Stated goal – Gather each line in the records that contains the word "target" and copy those lines in their original order.

— BEGIN —

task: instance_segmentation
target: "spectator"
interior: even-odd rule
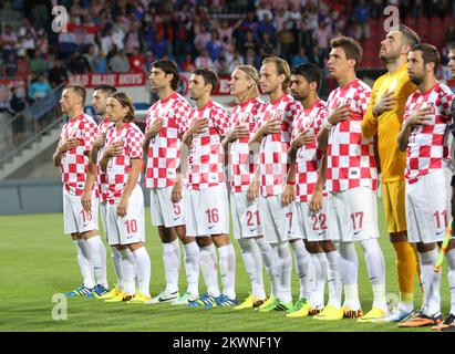
[[[210,42],[211,35],[207,29],[200,24],[195,24],[195,40],[194,44],[198,52],[201,52],[207,48],[208,42]]]
[[[262,38],[266,33],[269,34],[269,37],[271,38],[275,37],[277,30],[275,29],[275,25],[271,22],[271,18],[267,13],[263,14],[263,21],[259,22],[258,31],[262,34]]]
[[[270,34],[267,32],[262,34],[262,42],[259,45],[259,52],[262,55],[262,58],[276,55],[275,45],[270,41]]]
[[[313,32],[313,43],[318,43],[322,58],[329,56],[329,43],[332,37],[332,29],[329,27],[330,20],[322,21],[321,25]]]
[[[152,52],[156,59],[169,55],[169,42],[164,39],[162,32],[156,33],[156,40],[152,44]]]
[[[152,63],[155,61],[155,58],[153,56],[153,53],[152,52],[147,52],[146,54],[145,54],[145,63],[144,63],[144,72],[146,73],[146,74],[148,74],[149,73],[149,71],[151,71],[151,65],[152,65]]]
[[[68,70],[72,74],[87,74],[91,72],[91,66],[85,56],[80,52],[71,54],[70,62],[68,63]]]
[[[32,101],[44,98],[52,92],[51,85],[44,74],[39,74],[38,80],[29,87],[29,97]]]
[[[93,67],[93,60],[96,55],[96,50],[95,50],[95,44],[89,44],[86,46],[86,53],[83,54],[83,56],[86,59],[86,62],[89,63],[89,72],[93,73],[95,69]]]
[[[133,53],[133,51],[138,48],[141,49],[141,31],[139,31],[139,23],[134,22],[132,24],[131,30],[125,35],[125,51],[126,54]]]
[[[258,69],[258,55],[256,55],[256,51],[252,49],[248,48],[247,53],[245,55],[245,64],[246,65],[251,65]]]
[[[141,54],[139,49],[136,46],[133,49],[132,55],[128,56],[130,71],[132,73],[144,72],[145,58]]]
[[[292,44],[294,42],[294,37],[291,31],[292,25],[292,21],[289,21],[283,25],[283,29],[280,32],[278,32],[280,56],[285,60],[290,60],[292,53]]]
[[[244,60],[244,56],[240,55],[239,51],[235,50],[232,59],[228,62],[230,63],[229,64],[229,71],[232,72],[234,69],[236,69],[236,66],[244,65],[245,60]]]
[[[258,50],[258,42],[255,40],[254,34],[252,34],[251,31],[247,32],[246,41],[245,41],[242,48],[244,48],[244,55],[246,55],[248,49],[251,49],[255,52]]]
[[[304,46],[300,48],[299,53],[292,56],[292,67],[307,64],[309,62]]]
[[[27,102],[23,97],[18,96],[18,90],[15,87],[11,88],[10,107],[12,115],[14,115],[11,124],[12,143],[18,145],[24,140],[25,117],[22,112],[27,108]]]
[[[7,24],[4,27],[4,32],[0,37],[1,49],[3,52],[3,59],[7,59],[9,53],[15,54],[15,43],[18,42],[18,37],[12,32],[11,25]]]
[[[354,8],[354,19],[355,19],[355,39],[359,41],[361,39],[370,38],[370,9],[365,4],[364,0],[359,0],[359,4]]]
[[[44,74],[48,70],[45,60],[43,60],[35,50],[31,52],[31,55],[30,70],[37,75]]]
[[[273,19],[273,13],[270,11],[270,6],[269,4],[263,4],[263,0],[258,1],[256,4],[256,17],[258,18],[259,22],[262,22],[262,20],[268,17],[270,20]]]
[[[211,67],[214,62],[211,61],[210,56],[208,56],[208,52],[203,50],[200,55],[196,58],[195,61],[196,67]]]
[[[455,43],[455,27],[453,23],[451,23],[447,32],[445,32],[445,43]]]
[[[7,59],[3,61],[3,76],[13,77],[18,70],[18,62],[14,52],[9,52]]]
[[[319,69],[323,69],[325,65],[325,59],[323,53],[321,53],[319,45],[313,46],[313,53],[310,56],[310,63],[316,64]]]
[[[214,69],[219,75],[230,75],[231,73],[225,56],[220,56],[219,60],[214,63]]]
[[[49,44],[48,44],[48,35],[45,34],[43,29],[39,29],[37,31],[37,51],[38,54],[42,58],[45,58],[49,54]]]
[[[108,66],[114,73],[130,72],[130,62],[123,49],[110,59]]]
[[[102,51],[100,51],[93,58],[93,70],[96,74],[106,74],[107,73],[107,59],[103,54]]]
[[[49,71],[48,77],[52,88],[68,81],[68,71],[60,58],[55,58],[54,65]]]
[[[210,59],[215,62],[217,61],[223,53],[223,43],[219,40],[218,32],[211,31],[211,39],[206,45],[206,50]]]

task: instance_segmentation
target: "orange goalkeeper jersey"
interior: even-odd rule
[[[375,118],[373,106],[389,90],[394,91],[394,96],[399,98],[397,104],[393,110],[386,111]],[[362,121],[362,135],[368,138],[378,134],[378,152],[384,183],[404,179],[406,153],[399,150],[396,136],[403,123],[407,97],[415,90],[417,87],[407,76],[406,64],[400,66],[395,73],[386,73],[374,82],[369,108]]]

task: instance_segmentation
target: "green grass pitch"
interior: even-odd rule
[[[387,299],[397,296],[397,281],[394,267],[394,251],[389,242],[382,214],[382,204],[378,204],[381,247],[386,261]],[[52,296],[70,291],[81,283],[81,275],[75,258],[75,249],[69,236],[63,235],[61,214],[23,215],[0,217],[0,331],[404,331],[387,323],[356,323],[355,320],[334,322],[313,319],[287,319],[285,313],[257,313],[228,308],[211,310],[172,306],[170,304],[126,304],[104,303],[100,300],[69,299],[68,319],[53,320],[52,310],[56,303]],[[149,212],[146,210],[146,248],[152,259],[152,295],[164,289],[162,246],[157,230],[152,227]],[[237,283],[239,299],[245,299],[250,291],[248,275],[245,272],[237,242]],[[363,252],[359,254],[359,293],[364,311],[370,310],[372,290]],[[114,283],[114,272],[107,250],[107,272],[110,283]],[[444,266],[442,281],[442,310],[449,310],[447,269]],[[293,299],[298,298],[298,280],[292,275]],[[201,278],[201,277],[200,277]],[[265,274],[267,289],[269,283]],[[327,288],[327,287],[325,287]],[[185,290],[184,271],[180,274],[180,290]],[[203,280],[199,281],[204,293]],[[325,290],[327,291],[327,290]],[[415,291],[415,305],[420,306],[422,296]],[[325,296],[327,299],[327,296]],[[420,329],[412,331],[431,331]]]

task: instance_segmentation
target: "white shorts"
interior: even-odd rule
[[[106,228],[108,244],[145,242],[144,195],[141,187],[138,185],[134,187],[124,218],[117,215],[118,201],[107,204]]]
[[[92,192],[92,211],[82,208],[81,196],[71,195],[63,187],[63,229],[64,233],[82,233],[97,230],[97,198]]]
[[[329,233],[340,242],[363,241],[380,236],[376,194],[368,187],[330,192]]]
[[[154,226],[172,228],[185,225],[184,202],[172,201],[173,186],[151,189],[151,216]]]
[[[187,236],[229,235],[226,185],[200,190],[187,190],[184,205]]]
[[[414,184],[406,183],[406,222],[410,242],[441,242],[451,219],[448,168],[431,171]]]
[[[310,202],[294,201],[292,208],[292,236],[308,241],[333,240],[328,228],[327,198],[319,212],[310,211]]]
[[[107,237],[107,227],[106,227],[106,220],[107,220],[107,204],[102,202],[100,200],[100,215],[101,215],[101,221],[103,222],[103,229],[104,229],[104,236],[108,242],[108,237]]]
[[[281,195],[259,197],[258,207],[263,235],[268,242],[281,243],[300,238],[292,237],[292,205],[283,207]]]
[[[230,194],[230,212],[236,239],[262,235],[258,205],[256,201],[248,202],[246,191]]]

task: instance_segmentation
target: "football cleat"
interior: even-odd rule
[[[409,319],[414,313],[414,310],[410,312],[403,311],[401,309],[393,309],[392,312],[385,317],[385,322],[399,323]]]
[[[432,326],[433,331],[454,332],[455,331],[455,314],[449,313],[448,316],[437,325]]]
[[[201,298],[188,302],[189,308],[204,308],[204,309],[213,309],[217,306],[216,299],[210,296],[208,293],[204,294]]]
[[[93,288],[93,291],[90,294],[85,295],[85,298],[100,299],[101,296],[106,295],[108,292],[108,289],[104,288],[102,284],[96,284],[95,288]]]
[[[77,289],[74,289],[73,291],[65,292],[64,295],[66,298],[82,298],[82,296],[89,295],[92,291],[93,289],[90,289],[85,287],[84,284],[82,284],[81,287],[79,287]]]
[[[324,306],[318,306],[318,308],[313,308],[308,312],[309,316],[316,316],[317,314],[321,313],[321,311],[324,310]]]
[[[288,312],[291,313],[291,312],[299,311],[307,303],[308,303],[307,299],[301,298],[296,301],[296,303],[292,305],[292,308]]]
[[[322,321],[335,321],[343,319],[343,310],[337,309],[333,305],[327,305],[320,313],[313,319]]]
[[[368,323],[368,322],[384,322],[385,317],[387,316],[387,312],[374,306],[373,309],[371,309],[369,312],[366,312],[366,314],[364,314],[362,317],[360,317],[358,320],[358,322],[363,322],[363,323]]]
[[[288,313],[286,316],[287,317],[308,317],[310,315],[311,310],[316,310],[316,308],[309,303],[304,303],[302,306],[300,306],[299,310],[294,310]]]
[[[165,291],[162,291],[159,294],[157,294],[155,298],[153,298],[151,301],[147,301],[147,302],[144,302],[144,303],[154,304],[154,303],[170,302],[170,301],[177,300],[178,295],[179,295],[178,291],[175,291],[175,292],[170,293],[170,292],[167,292],[165,290]]]
[[[427,325],[438,325],[443,322],[441,313],[436,315],[426,315],[423,311],[418,311],[415,315],[407,319],[406,321],[399,323],[399,327],[401,329],[411,329],[411,327],[424,327]]]
[[[341,311],[343,312],[343,319],[360,319],[363,316],[362,309],[352,310],[349,306],[342,306]]]
[[[192,296],[189,291],[179,295],[176,300],[173,301],[173,305],[187,305],[190,301],[196,301],[198,296]]]
[[[220,294],[218,298],[215,299],[217,306],[235,306],[238,305],[238,300],[236,299],[229,299],[225,294]]]
[[[126,292],[121,291],[116,296],[107,299],[104,302],[127,302],[133,299],[133,295],[128,295]]]
[[[128,303],[144,303],[146,301],[151,301],[152,296],[148,295],[144,295],[139,292],[136,292],[133,296],[133,299],[131,299],[131,301],[128,301]]]
[[[272,303],[275,303],[277,299],[273,298],[273,295],[270,295],[269,299],[267,299],[260,306],[256,309],[256,311],[262,312],[261,310],[269,308]]]
[[[241,304],[235,306],[234,310],[259,308],[261,304],[263,304],[263,299],[256,298],[255,295],[249,295]]]
[[[105,295],[102,295],[97,299],[100,300],[108,300],[112,298],[115,298],[116,295],[118,295],[122,292],[122,290],[120,290],[117,287],[111,289],[111,291],[108,293],[106,293]]]

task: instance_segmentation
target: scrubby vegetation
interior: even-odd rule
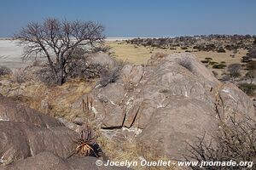
[[[79,63],[85,54],[94,52],[96,48],[98,50],[105,38],[103,31],[102,25],[92,21],[49,18],[41,24],[29,23],[14,39],[25,46],[23,59],[45,57],[52,73],[49,75],[48,71],[44,77],[61,85],[69,76],[79,73],[74,65]]]
[[[238,48],[253,49],[255,47],[253,41],[255,36],[250,35],[209,35],[194,37],[177,37],[165,38],[134,38],[127,40],[126,42],[142,46],[156,48],[177,48],[187,49],[193,47],[193,49],[199,51],[214,51],[225,53],[225,49],[237,53]],[[251,54],[254,52],[252,50]]]

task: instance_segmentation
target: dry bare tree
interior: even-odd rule
[[[31,22],[15,34],[24,46],[23,59],[45,57],[60,85],[64,83],[74,54],[88,53],[105,39],[104,27],[92,21],[67,21],[54,18]]]

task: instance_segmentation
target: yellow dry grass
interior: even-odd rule
[[[156,53],[173,54],[185,52],[185,49],[177,48],[175,50],[172,49],[162,49],[158,48],[149,48],[143,46],[137,46],[134,44],[126,43],[125,41],[118,42],[107,42],[106,45],[111,48],[110,52],[113,54],[117,59],[120,59],[125,61],[131,62],[134,64],[147,64],[148,60],[152,54]],[[193,51],[191,48],[188,50],[191,51],[200,60],[204,60],[206,57],[211,57],[216,62],[225,61],[227,65],[233,63],[240,63],[242,56],[245,56],[247,50],[240,49],[238,53],[232,58],[230,55],[233,54],[231,51],[226,51],[226,53],[217,53],[217,52],[206,52],[206,51]]]
[[[25,103],[29,107],[37,110],[45,112],[42,108],[42,101],[49,105],[49,112],[53,116],[65,117],[72,120],[80,111],[72,110],[72,104],[78,100],[84,94],[89,93],[95,82],[84,82],[73,79],[62,86],[48,87],[42,82],[26,82],[21,84],[12,83],[12,87],[3,87],[3,95],[8,96]],[[15,89],[14,93],[10,93]],[[22,91],[21,95],[17,93]]]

— END —

Solution for this task –
target: "spectator"
target: "orange goalkeeper jersey"
target: "green grass pitch"
target: "white shorts"
target: "football cleat"
target: scrubby vegetation
target: dry bare tree
target: yellow dry grass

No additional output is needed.